**Sasaran Tugas**
1) Buatlah ringkasan teks tentang perilaku perusak amal saleh dalam dua kalimat.
2) Teruskan teks tentang perilaku perusak amal saleh dari titik berhentinya.

**Teks Hasil Ekstraksi**
★ ★ ★

Wednesday, October 26, 2011

Perilaku-perilaku perusak amal saleh


Amal saleh itu dapat meningkatkan iman kita hingga dekat dengan Allah kalau kita lakukan dengan ikhlas (semata-mata karena Allah), karena ikhlas merupakan syarat diterimanya amal.
Rasulullah saw. Bersabda:
إِنَّ اللَّهَ لَا يَقْبَلُ مِنْ الْعَمَلِ إِلَّا مَا كَانَ لَهُ خَالِصًا وَابْتُغِيَ بِهِ وَجْهُهُ. رواه النسائى
Allah tidak menerima amalan, melainkan amalan yang khalis untuk-Nya dan yang dituntut dengannya keridaan Allah. (H.R.Nasaa'i).

Kalau kita menginginkan keikhlasan dengan mudah ketika beramal, hendaklah kita menempatkan diri pada kedudukan yang tidak membuat diri kita menjadi tersohor. Kalau kita beramal demi untuk mencari kemashuran, maka sia-sialah amal kita.
Kita dilarang Allah merusakkan amal sendiri dengan perilaku kufur, karena kufur dapat meleyapkan pahala amal saleh.
Selain perilaku kufur, perilaku lain yang dapat merusakkan amal saleh antara lain:
1. Amal yang disertai riya', yaitu melakukan sesuatu amal tidak untuk mencari keridhaan Allah akan tetapi untuk mencari pujian atau kemasyhuran di masyarakat.

★ ★ ★

[Kumpulan entri data]

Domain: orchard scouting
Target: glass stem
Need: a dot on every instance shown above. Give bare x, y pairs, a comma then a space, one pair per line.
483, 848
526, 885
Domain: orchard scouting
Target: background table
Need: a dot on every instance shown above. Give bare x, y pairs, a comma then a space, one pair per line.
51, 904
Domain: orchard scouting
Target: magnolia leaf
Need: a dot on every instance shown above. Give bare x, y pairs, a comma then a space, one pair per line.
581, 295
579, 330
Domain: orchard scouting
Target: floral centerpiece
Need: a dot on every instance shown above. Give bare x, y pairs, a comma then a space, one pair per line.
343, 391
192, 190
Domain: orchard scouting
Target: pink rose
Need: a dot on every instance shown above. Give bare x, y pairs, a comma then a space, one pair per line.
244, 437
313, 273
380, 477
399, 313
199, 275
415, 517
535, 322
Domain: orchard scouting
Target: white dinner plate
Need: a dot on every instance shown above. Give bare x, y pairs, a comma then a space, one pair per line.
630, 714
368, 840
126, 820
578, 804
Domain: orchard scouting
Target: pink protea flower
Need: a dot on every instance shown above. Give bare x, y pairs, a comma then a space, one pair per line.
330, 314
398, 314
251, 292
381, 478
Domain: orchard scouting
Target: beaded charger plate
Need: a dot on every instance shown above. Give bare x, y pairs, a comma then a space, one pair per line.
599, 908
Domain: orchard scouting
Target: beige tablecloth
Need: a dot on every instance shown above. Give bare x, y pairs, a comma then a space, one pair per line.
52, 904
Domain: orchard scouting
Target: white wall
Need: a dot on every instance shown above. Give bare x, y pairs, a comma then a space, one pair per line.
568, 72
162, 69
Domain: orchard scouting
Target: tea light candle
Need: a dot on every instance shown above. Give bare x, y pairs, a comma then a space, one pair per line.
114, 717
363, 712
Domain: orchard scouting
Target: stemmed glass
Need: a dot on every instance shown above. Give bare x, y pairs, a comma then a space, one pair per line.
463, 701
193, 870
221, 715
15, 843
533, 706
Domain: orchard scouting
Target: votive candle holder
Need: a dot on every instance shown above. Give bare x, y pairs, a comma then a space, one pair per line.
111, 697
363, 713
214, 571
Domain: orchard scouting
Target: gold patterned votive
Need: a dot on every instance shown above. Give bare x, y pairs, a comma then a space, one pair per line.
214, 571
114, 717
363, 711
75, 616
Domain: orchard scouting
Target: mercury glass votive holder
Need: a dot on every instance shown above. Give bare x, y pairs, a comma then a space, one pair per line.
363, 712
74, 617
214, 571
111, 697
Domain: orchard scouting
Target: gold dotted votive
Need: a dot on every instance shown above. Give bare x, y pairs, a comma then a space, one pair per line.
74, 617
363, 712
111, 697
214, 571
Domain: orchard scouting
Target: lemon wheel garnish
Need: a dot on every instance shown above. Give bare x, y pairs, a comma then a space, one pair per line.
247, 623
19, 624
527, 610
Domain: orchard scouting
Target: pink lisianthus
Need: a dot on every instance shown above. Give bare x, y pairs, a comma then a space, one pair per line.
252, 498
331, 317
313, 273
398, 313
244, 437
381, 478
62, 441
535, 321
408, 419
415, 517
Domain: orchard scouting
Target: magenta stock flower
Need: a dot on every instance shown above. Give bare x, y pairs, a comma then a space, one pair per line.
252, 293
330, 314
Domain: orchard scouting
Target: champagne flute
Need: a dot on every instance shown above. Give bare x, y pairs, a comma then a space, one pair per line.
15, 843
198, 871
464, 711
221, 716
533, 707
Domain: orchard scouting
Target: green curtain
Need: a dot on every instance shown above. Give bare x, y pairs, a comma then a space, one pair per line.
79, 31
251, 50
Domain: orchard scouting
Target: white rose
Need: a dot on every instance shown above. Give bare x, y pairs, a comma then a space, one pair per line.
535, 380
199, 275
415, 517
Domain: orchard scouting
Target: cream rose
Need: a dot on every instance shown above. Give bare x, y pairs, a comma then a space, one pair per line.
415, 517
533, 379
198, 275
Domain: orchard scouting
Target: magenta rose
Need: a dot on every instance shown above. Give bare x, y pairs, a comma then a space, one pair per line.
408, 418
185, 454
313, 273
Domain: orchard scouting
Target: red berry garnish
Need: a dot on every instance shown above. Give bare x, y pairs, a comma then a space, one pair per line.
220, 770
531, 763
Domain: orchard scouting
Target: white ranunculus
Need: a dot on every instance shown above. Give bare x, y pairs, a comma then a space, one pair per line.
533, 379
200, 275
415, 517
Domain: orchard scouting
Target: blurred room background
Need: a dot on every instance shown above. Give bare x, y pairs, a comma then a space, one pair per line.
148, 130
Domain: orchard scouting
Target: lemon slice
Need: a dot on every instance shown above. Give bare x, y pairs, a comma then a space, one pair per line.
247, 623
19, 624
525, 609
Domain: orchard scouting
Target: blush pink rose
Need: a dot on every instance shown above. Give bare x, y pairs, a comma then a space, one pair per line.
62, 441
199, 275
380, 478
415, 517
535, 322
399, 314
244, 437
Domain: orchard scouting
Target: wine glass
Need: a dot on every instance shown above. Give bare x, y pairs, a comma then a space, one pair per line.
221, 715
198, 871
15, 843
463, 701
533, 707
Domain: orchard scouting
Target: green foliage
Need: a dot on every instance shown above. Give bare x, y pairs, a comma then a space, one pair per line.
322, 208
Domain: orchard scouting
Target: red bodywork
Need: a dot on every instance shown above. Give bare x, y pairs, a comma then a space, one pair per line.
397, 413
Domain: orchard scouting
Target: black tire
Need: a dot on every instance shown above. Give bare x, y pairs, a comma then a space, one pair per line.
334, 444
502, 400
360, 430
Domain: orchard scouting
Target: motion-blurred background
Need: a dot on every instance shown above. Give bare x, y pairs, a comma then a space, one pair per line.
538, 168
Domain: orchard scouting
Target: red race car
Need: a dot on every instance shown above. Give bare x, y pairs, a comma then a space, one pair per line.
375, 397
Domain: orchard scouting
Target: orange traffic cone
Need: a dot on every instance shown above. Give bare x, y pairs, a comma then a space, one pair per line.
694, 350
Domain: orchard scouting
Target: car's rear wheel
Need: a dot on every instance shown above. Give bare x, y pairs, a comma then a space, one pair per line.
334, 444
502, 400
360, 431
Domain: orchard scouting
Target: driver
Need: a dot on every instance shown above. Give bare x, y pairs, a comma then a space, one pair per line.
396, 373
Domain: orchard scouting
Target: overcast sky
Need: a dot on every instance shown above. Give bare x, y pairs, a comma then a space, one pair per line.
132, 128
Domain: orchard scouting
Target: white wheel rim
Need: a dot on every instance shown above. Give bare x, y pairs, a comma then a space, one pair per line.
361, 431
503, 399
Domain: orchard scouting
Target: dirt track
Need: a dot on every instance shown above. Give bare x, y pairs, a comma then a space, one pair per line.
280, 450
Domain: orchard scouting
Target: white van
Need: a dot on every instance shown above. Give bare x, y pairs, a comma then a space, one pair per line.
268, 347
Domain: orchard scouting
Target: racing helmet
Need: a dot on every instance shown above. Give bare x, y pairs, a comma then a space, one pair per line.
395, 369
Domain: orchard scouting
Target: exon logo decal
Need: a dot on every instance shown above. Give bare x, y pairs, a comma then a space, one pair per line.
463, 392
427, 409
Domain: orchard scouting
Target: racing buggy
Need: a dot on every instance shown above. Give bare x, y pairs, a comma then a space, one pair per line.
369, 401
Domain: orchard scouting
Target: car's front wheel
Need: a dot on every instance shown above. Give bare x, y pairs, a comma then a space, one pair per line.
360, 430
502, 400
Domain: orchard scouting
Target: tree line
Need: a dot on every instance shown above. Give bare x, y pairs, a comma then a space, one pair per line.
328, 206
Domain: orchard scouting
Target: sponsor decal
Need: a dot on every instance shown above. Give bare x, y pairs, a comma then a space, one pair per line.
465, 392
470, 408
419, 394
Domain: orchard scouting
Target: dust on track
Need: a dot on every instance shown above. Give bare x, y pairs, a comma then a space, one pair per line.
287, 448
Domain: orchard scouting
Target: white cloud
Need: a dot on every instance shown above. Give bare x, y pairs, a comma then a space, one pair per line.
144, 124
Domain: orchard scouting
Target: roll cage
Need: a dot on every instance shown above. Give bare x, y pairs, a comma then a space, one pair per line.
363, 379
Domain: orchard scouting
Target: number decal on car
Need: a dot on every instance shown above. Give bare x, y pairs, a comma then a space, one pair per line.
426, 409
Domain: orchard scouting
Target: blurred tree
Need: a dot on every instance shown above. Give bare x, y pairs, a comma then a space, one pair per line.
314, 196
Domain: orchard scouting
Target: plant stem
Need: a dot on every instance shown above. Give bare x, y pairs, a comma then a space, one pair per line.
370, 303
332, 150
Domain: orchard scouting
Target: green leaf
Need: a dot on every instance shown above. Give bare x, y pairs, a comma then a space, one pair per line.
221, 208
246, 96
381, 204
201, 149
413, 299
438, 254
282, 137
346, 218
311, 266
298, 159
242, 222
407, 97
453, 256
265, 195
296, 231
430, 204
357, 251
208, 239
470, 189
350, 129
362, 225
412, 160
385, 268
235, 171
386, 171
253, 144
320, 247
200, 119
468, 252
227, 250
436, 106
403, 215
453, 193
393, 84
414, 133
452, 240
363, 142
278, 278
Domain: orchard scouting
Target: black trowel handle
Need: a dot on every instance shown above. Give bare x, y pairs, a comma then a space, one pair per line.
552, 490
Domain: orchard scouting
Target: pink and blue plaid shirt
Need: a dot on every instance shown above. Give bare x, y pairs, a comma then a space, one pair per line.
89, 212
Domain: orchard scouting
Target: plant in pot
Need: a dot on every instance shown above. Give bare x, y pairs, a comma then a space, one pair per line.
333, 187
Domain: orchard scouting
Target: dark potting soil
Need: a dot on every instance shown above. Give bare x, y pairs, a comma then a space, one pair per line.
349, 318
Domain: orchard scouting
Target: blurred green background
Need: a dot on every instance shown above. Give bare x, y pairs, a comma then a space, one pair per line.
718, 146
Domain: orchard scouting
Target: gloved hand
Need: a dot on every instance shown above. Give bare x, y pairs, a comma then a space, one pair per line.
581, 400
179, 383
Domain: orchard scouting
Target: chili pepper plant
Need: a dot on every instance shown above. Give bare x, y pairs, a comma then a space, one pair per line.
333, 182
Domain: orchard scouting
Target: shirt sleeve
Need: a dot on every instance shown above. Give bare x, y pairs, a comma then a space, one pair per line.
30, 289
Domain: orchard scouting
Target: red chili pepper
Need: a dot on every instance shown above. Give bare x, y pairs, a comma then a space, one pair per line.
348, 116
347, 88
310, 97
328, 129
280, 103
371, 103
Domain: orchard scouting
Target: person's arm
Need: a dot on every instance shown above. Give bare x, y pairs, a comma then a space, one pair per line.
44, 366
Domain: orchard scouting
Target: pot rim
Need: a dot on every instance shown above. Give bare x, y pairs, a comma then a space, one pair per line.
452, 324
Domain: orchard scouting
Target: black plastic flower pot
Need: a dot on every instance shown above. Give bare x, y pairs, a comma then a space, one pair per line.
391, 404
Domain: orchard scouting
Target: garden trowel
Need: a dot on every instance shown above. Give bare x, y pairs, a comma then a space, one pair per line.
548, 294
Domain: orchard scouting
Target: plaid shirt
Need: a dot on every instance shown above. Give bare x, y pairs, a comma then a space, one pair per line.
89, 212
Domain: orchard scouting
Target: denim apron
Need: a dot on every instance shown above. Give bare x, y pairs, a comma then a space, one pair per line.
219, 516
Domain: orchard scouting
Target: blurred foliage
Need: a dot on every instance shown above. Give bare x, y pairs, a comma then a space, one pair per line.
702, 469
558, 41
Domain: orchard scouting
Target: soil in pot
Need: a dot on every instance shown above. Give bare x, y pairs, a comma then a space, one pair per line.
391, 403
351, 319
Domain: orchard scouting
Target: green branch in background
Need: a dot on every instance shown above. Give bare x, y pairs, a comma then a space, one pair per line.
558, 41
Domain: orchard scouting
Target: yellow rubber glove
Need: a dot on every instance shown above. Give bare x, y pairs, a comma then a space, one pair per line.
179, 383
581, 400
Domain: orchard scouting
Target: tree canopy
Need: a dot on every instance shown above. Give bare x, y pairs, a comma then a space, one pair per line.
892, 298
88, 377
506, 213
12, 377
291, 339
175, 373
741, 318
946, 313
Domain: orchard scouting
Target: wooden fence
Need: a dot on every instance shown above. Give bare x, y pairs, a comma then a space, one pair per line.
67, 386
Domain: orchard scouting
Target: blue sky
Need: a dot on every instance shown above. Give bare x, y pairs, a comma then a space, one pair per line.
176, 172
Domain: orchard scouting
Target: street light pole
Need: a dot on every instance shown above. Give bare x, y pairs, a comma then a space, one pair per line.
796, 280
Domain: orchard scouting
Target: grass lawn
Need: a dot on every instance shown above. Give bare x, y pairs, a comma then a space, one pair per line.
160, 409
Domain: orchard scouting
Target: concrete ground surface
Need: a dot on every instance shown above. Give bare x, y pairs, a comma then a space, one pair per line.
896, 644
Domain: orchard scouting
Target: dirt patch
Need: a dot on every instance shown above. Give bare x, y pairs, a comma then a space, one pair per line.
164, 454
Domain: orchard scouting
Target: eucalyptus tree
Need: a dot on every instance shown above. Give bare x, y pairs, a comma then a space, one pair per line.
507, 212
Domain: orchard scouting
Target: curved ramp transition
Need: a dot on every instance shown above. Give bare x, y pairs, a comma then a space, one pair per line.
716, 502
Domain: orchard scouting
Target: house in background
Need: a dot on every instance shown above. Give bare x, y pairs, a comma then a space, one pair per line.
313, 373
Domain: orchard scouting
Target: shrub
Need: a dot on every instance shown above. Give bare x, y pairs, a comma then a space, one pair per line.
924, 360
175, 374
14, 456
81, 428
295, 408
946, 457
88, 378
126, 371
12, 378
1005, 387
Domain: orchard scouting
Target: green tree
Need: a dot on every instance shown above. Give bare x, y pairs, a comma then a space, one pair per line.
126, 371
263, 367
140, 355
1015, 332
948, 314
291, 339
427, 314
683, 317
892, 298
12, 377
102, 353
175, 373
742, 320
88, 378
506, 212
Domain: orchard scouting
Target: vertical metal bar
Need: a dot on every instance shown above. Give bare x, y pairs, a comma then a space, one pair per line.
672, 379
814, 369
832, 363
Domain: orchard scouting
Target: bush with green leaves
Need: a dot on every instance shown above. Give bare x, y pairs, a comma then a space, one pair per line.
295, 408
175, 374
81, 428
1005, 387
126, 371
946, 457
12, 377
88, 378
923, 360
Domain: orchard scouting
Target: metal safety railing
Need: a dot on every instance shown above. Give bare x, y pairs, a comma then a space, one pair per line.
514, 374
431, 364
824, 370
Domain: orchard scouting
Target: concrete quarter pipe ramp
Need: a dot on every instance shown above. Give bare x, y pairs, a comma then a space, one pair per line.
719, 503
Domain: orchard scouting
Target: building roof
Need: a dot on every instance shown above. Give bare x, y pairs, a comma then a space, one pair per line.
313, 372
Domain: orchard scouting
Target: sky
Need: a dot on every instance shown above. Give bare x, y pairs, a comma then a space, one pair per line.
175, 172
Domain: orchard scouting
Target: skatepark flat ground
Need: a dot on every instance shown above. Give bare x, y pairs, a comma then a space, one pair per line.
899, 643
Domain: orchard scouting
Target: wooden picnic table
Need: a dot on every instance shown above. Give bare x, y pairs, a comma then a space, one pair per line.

★ ★ ★

**Hasil Berurutan**
1) Amal saleh dapat meningkatkan iman hingga dekat dengan Allah apabila dilakukan dengan ikhlas, karena keikhlasan merupakan syarat diterimanya amal, sebagaimana ditegaskan dalam hadis riwayat Nasa'i. Amal yang dilakukan demi kemasyhuran menjadi sia-sia, dan selain kufur yang dapat melenyapkan pahala, perilaku yang merusak amal saleh antara lain riya', yaitu beramal untuk mencari pujian atau kemasyhuran di masyarakat, bukan keridaan Allah.

2)
قَالَ اللَّهُ عَزَّ وَجَلَّ أَنَا أَغْنَى الشُّرَكَاءِ عَنِ الشِّرْكِ فَمَنْ عَمِلَ لِى عَمَلاً أَشْرَكَ فِيهِ غَيْرِى فَأَنَا مِنْهُ بَرِىءٌ وَهُوَ لِلَّذِى أَشْرَكَ . رواه ابن ماجه
Allah swt. berfirman: Aku (Allah) yang paling tidak perlu kepada sekutu; maka barangsiapa beramal sesuatu amalan, yang Aku dipersekutukan dengan selain-Ku, maka Aku terlepas daripada persekutuan itu dan amal yang dikerjakan itu bagi Dia yang Ia persekutukan. (H.Q.R.Ibnu Majah)

2. Amal yang disertai nifaq, yaitu amalan yang dilakukan semata-mata supaya dilihat orang dan batin/hati yang beramal tidak membenarkan amalan itu.
Allah swt. berfirman:

يَقُولُونَ بِأَفْواهِهِمْ مَا لَيْسَ فِي قُلُوبِهِمْ
Mereka mengatakan dengan mulutnya apa yang tidak terkandung dalam hatinya. (Q.S.Ali Imran:167).

3. Amal yang sisertai sum'ah, yaitu amalan yang diceritakan atau diperdengarkan kepada orang lain supaya orang lain simpati, memberikan perhatian, dan keistimewaan.
Rasulullah saw. Bersabda:
مَنْ سَمَعَ سَمَعَ اللهُ بِهِ وَمَنْ يُرَائِي يُرَائِي اللهُ بِهِ. رواه البخارى
Barangsiapa memperdengarkan jasa-jasanya, niscaya Allah memperdengarkan keburukan-keburukannya, dan barangsiapa memperlihat-lihatkan kebaikan-kebaikannya, niscaya Allah memperlihatkan kejelekan-kejelekannya. (H.R.Bukhari dan Muslim)

4. Amal yang disertai ujub (berbagga diri dengan amal yang dilakukan).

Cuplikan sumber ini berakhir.